╔══

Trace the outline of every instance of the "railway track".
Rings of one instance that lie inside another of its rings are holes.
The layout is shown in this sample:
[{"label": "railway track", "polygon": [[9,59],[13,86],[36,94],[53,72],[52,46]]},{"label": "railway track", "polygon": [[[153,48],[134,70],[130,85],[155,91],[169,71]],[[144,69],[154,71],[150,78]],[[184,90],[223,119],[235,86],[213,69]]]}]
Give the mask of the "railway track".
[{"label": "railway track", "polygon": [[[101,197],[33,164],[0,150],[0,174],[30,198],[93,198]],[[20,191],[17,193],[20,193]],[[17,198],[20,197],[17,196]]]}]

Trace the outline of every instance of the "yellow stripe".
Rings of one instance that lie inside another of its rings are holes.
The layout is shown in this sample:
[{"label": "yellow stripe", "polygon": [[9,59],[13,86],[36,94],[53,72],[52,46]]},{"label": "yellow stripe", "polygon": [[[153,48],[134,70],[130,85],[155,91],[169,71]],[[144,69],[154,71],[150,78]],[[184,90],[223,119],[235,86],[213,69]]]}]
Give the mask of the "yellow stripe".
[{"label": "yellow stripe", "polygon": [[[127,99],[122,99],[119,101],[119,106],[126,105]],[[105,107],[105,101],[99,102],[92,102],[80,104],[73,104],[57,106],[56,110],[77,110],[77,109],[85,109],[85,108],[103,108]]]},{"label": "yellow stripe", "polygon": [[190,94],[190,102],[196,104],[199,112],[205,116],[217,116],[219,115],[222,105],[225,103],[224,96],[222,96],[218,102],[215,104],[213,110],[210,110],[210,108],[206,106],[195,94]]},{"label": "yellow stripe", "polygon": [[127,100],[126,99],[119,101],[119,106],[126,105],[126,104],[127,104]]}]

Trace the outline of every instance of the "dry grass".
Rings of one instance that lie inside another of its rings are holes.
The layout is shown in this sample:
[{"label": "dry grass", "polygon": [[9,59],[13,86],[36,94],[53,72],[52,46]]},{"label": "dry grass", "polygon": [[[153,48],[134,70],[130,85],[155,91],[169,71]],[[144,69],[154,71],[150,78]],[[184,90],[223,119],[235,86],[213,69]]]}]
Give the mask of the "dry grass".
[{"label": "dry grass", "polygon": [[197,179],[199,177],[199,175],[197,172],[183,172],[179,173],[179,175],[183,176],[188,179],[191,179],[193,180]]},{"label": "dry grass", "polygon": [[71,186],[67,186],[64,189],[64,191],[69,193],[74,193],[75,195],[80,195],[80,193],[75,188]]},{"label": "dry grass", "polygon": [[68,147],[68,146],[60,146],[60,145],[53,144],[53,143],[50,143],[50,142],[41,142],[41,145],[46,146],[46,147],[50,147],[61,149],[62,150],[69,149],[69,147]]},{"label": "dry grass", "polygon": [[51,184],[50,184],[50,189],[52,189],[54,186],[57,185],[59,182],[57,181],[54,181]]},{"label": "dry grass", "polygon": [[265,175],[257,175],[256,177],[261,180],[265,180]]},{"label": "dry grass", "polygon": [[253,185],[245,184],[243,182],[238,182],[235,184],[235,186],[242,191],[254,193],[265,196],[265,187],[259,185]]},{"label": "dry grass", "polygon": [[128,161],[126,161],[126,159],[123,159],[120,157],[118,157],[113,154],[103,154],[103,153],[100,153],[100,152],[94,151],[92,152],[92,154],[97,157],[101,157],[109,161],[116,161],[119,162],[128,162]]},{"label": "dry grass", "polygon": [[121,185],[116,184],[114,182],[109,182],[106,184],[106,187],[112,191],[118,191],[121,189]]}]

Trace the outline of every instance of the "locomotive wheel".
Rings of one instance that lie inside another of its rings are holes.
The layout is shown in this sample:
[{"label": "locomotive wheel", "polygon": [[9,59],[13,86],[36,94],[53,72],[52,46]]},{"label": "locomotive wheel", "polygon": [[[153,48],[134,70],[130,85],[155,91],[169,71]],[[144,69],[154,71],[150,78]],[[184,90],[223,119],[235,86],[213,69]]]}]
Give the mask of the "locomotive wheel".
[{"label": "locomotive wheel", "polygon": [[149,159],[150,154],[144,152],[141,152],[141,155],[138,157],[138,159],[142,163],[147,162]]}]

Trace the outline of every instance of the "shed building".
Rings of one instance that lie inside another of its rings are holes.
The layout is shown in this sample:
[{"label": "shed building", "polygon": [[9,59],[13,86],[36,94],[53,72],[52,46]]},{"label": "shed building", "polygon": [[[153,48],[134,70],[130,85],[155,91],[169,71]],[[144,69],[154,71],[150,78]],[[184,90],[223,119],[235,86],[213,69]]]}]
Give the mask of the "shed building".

╚══

(CHALLENGE): Which lines of the entries above contain the word "Trace"? Copy each of those lines in full. Uppercase and lowercase letters must match.

(FINISHED TASK):
Trace the outline of every instance of the "railway track".
Trace the outline of every instance of the "yellow stripe".
Trace the outline of every instance of the "dry grass".
Trace the outline of every instance of the "locomotive wheel".
Trace the outline of every instance of the "shed building".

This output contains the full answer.